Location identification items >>
........
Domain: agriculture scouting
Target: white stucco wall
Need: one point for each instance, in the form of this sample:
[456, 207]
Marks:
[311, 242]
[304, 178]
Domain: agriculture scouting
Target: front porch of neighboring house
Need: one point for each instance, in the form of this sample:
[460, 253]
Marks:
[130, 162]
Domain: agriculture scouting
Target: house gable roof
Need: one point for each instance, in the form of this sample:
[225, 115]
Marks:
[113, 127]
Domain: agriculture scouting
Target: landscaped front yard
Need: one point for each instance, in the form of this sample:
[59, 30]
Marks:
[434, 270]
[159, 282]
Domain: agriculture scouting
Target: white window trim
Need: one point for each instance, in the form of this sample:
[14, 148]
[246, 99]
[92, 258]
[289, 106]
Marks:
........
Exercise instructions >>
Write out all of the records above word for word, without changing anything.

Full output >>
Domain: agriculture scouting
Target: white stucco wall
Need: one point for each instance, in the form of this sample:
[456, 207]
Marks:
[311, 242]
[304, 178]
Domain: agriculture scouting
Target: front porch of neighboring house
Need: one point for each instance, in the form of this sample:
[460, 253]
Marks:
[130, 162]
Domain: agriculture scouting
Target: house gable roof
Need: one point for each instance, in the form of this sample:
[225, 115]
Marks:
[113, 127]
Domain: agriculture scouting
Target: landscaped front yard
Need: one point for each instance, in the form of this sample:
[59, 30]
Marks:
[434, 270]
[159, 282]
Domain: agriculture scouting
Target: white window trim
Need: one point for each instance, in the form of this sample:
[14, 148]
[246, 99]
[92, 258]
[289, 106]
Marks:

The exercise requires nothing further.